[Stored data entries]
········

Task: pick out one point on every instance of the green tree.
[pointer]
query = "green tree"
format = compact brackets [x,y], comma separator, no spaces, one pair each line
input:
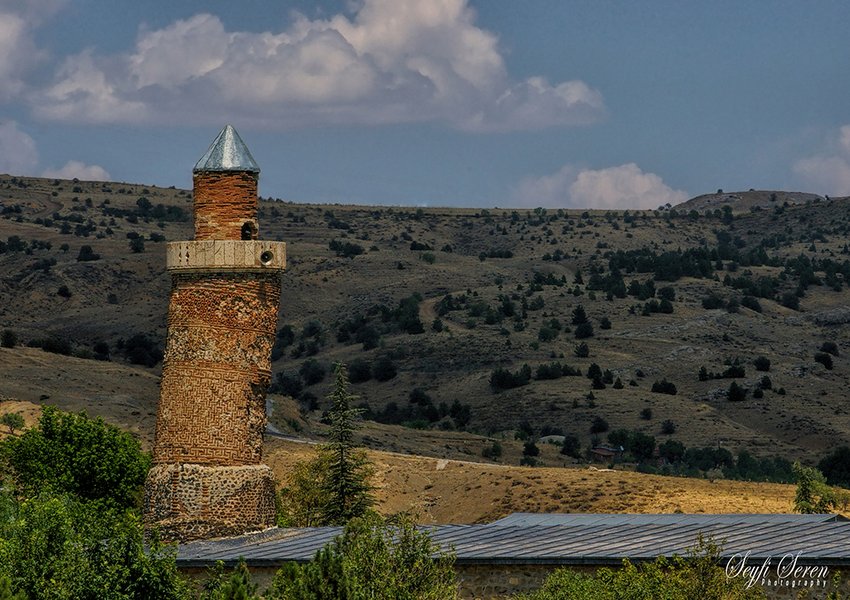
[13,421]
[373,559]
[836,467]
[303,499]
[348,469]
[6,592]
[813,494]
[233,585]
[70,453]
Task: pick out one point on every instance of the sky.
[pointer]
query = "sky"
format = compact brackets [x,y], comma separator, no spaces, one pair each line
[480,103]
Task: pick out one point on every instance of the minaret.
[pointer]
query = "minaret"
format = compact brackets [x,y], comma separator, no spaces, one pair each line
[207,478]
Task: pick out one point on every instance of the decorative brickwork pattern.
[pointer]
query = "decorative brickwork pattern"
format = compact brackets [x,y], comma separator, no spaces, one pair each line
[190,502]
[224,202]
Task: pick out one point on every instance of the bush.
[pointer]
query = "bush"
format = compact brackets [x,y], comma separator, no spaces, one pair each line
[312,372]
[736,393]
[502,379]
[712,301]
[57,345]
[286,384]
[87,254]
[824,359]
[664,387]
[829,348]
[583,331]
[384,369]
[59,548]
[359,371]
[142,350]
[751,302]
[8,339]
[493,451]
[70,453]
[530,449]
[571,446]
[137,245]
[345,249]
[762,363]
[598,425]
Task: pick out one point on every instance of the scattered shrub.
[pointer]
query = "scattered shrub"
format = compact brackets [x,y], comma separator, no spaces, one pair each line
[664,387]
[824,359]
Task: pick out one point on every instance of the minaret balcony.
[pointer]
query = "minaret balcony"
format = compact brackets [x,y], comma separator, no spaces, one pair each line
[225,255]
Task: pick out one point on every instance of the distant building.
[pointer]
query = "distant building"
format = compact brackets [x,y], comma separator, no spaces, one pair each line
[605,453]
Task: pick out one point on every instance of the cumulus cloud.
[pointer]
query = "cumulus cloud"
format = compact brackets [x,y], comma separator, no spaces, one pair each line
[622,187]
[391,61]
[18,154]
[19,53]
[76,169]
[829,172]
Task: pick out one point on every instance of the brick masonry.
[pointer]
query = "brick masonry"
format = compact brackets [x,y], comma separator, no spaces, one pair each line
[224,201]
[189,502]
[221,328]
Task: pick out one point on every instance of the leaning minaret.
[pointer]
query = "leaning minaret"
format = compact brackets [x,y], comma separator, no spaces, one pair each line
[208,479]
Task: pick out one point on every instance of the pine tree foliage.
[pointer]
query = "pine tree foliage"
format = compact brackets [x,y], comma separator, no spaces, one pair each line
[348,469]
[813,495]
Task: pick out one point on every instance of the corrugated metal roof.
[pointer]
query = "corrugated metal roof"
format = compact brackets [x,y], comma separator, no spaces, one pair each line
[227,153]
[569,539]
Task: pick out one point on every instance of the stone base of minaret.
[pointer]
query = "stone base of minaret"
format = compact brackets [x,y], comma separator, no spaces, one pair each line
[189,502]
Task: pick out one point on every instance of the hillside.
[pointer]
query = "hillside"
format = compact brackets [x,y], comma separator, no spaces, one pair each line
[368,286]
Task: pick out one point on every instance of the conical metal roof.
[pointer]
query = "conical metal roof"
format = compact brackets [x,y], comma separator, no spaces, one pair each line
[227,153]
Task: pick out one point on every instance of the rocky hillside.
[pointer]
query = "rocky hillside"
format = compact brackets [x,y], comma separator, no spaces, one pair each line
[437,312]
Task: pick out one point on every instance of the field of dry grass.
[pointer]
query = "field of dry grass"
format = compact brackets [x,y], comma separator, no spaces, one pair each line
[452,491]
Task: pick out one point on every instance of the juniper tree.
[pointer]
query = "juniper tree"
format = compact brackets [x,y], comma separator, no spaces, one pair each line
[347,479]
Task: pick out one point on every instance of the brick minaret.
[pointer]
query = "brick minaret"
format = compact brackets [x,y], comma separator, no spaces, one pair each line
[208,479]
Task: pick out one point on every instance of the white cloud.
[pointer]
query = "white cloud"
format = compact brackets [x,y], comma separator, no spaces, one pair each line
[622,187]
[391,61]
[829,172]
[18,154]
[76,169]
[18,51]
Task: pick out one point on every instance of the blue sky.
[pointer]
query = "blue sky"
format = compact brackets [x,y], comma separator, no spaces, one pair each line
[436,102]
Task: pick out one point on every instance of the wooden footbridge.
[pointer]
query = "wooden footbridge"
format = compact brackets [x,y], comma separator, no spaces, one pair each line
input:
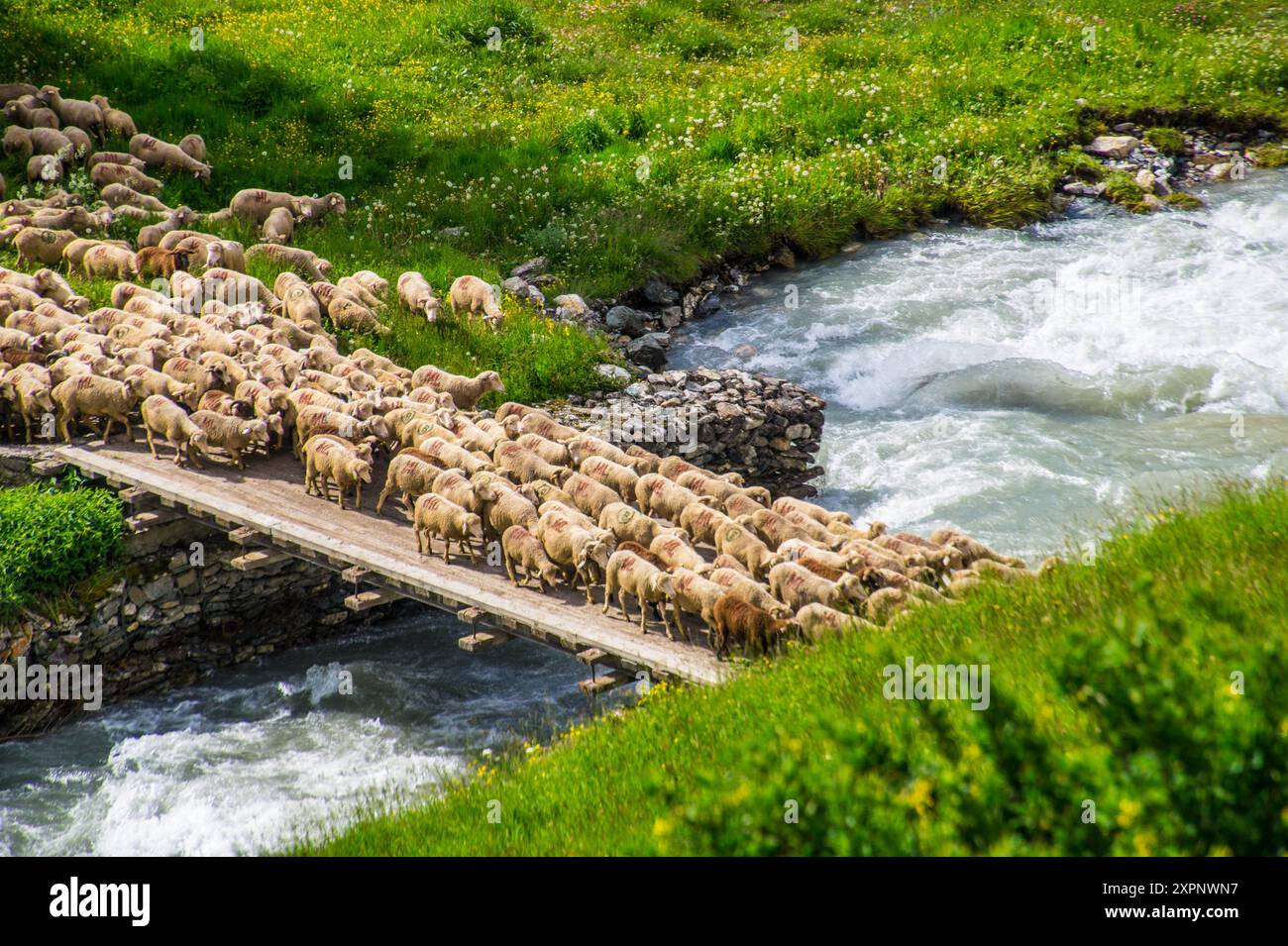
[266,510]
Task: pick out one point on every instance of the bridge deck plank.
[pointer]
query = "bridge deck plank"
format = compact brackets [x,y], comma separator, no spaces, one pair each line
[269,497]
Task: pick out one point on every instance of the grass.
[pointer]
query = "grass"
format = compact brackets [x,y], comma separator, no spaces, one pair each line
[634,138]
[1147,690]
[53,536]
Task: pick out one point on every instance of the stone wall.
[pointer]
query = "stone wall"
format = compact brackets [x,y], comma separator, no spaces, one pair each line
[761,426]
[174,615]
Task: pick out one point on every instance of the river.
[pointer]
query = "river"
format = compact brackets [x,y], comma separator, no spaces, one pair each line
[1028,386]
[1021,385]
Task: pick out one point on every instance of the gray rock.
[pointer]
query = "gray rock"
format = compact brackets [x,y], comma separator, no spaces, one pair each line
[660,293]
[648,351]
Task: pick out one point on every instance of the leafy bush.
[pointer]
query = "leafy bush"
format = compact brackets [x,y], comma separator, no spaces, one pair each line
[1167,141]
[52,537]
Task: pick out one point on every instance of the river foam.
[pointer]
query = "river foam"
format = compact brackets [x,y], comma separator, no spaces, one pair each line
[1026,385]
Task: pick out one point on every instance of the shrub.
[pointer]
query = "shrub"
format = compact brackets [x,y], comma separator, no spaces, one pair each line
[52,537]
[1167,141]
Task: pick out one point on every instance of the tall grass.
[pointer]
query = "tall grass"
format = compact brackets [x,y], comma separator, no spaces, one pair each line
[1137,705]
[541,146]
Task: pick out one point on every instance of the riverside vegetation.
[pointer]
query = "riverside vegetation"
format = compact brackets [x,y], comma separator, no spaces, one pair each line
[1138,705]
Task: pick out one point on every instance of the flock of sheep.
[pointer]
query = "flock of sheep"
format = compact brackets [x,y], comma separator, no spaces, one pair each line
[222,362]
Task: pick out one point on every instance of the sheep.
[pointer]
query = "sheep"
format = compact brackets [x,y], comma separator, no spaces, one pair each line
[17,142]
[618,477]
[410,475]
[31,117]
[307,264]
[797,585]
[77,112]
[454,485]
[970,549]
[721,489]
[526,465]
[467,391]
[630,524]
[776,529]
[739,622]
[233,435]
[278,227]
[522,550]
[416,293]
[155,262]
[629,573]
[81,145]
[297,301]
[473,296]
[745,546]
[884,604]
[121,196]
[506,508]
[94,396]
[675,551]
[31,398]
[16,90]
[818,622]
[224,403]
[158,154]
[658,495]
[313,209]
[450,455]
[574,549]
[329,460]
[673,468]
[146,381]
[194,147]
[695,594]
[116,124]
[44,168]
[103,174]
[787,503]
[702,521]
[536,422]
[438,516]
[591,497]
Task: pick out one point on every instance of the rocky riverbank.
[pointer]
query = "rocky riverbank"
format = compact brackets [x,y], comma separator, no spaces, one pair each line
[176,610]
[760,426]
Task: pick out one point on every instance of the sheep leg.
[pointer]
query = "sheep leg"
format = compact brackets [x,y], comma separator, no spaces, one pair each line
[609,587]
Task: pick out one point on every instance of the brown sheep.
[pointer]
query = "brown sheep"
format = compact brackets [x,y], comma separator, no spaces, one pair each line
[742,623]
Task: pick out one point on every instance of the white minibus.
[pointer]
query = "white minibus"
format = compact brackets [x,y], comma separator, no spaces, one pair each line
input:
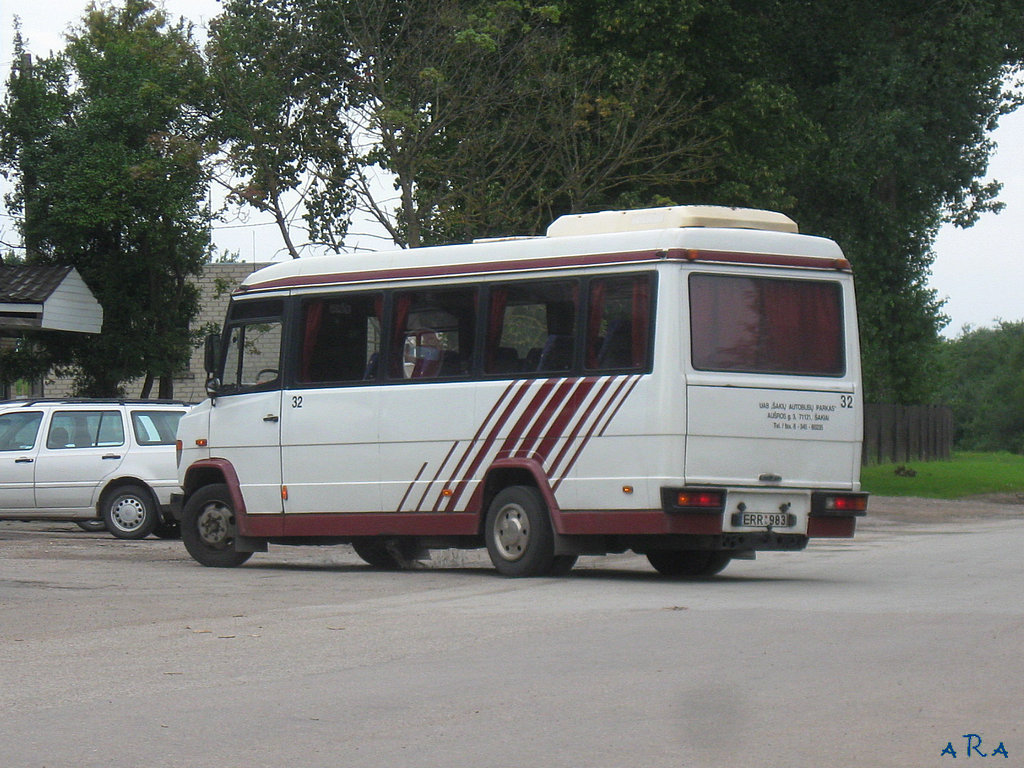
[681,382]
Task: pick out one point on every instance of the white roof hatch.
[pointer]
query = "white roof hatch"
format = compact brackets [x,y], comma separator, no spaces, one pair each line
[670,218]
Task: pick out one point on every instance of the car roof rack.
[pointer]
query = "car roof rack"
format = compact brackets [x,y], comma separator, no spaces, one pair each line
[97,400]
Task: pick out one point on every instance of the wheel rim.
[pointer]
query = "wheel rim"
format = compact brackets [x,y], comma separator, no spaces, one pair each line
[216,525]
[128,512]
[511,531]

········

Directions for this task: Looking at the data above, show all lines where the word "pattern" occurs.

Answer section:
Task: pick out one point on every instance of the decorative brickwork pattern.
query = "decorative brickwork pattern"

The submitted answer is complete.